-- Opening Marker --
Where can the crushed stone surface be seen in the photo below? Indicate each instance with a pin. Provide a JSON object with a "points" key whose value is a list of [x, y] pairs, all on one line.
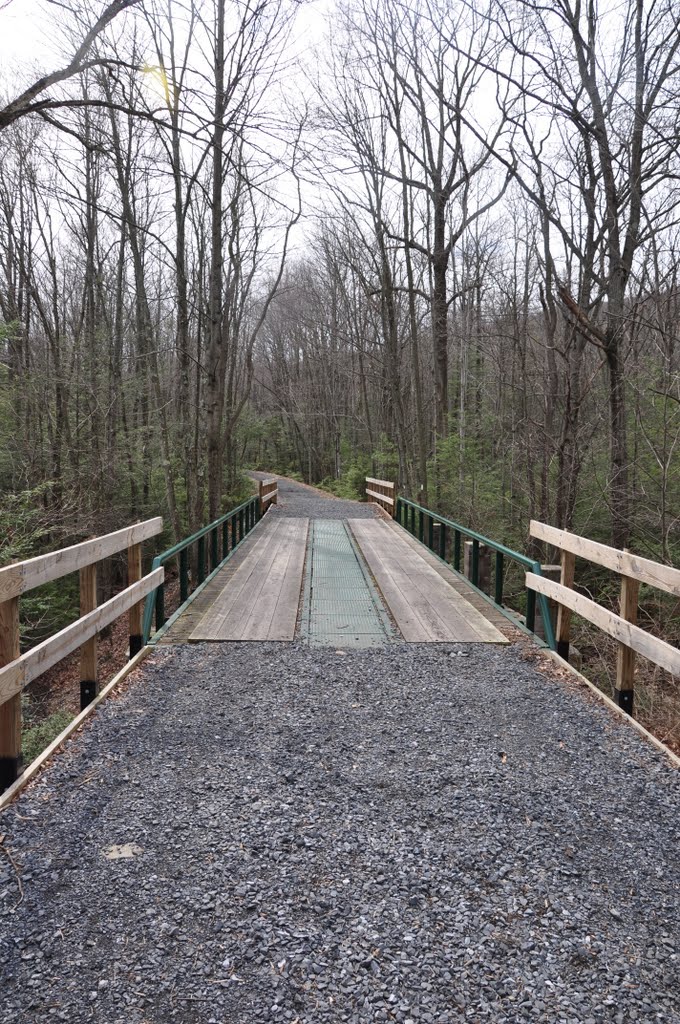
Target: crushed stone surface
{"points": [[411, 835], [298, 501]]}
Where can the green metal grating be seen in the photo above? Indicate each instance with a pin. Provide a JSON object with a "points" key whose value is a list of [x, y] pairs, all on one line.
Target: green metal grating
{"points": [[341, 606]]}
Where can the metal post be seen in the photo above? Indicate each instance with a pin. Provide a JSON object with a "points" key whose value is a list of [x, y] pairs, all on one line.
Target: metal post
{"points": [[160, 606], [183, 576], [88, 651], [202, 560], [498, 580], [530, 609], [10, 711]]}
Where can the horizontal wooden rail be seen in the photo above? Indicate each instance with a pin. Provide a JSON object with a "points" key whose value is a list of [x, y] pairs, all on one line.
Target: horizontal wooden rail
-- Closing Marker --
The required output is every line of the entries, starting at the one that contains "Where can the metal" and ending at the last, copied exactly.

Where can the metal post be seen in the photo above? Indicate each instance with a pin. Provide a JSON object with a "points" key whose value is a list of [x, y] pairs, all on one line.
Target: metal post
{"points": [[160, 606], [183, 576], [88, 651], [202, 560], [498, 580], [530, 609], [10, 711]]}
Where can the horizontal wooden rail be seen in the photo above? Indicate each instance with a pin. Provide a JSON object with a "points" key whose value is a list of [x, y] pairs, all on one line.
Target: horizontal wooden rail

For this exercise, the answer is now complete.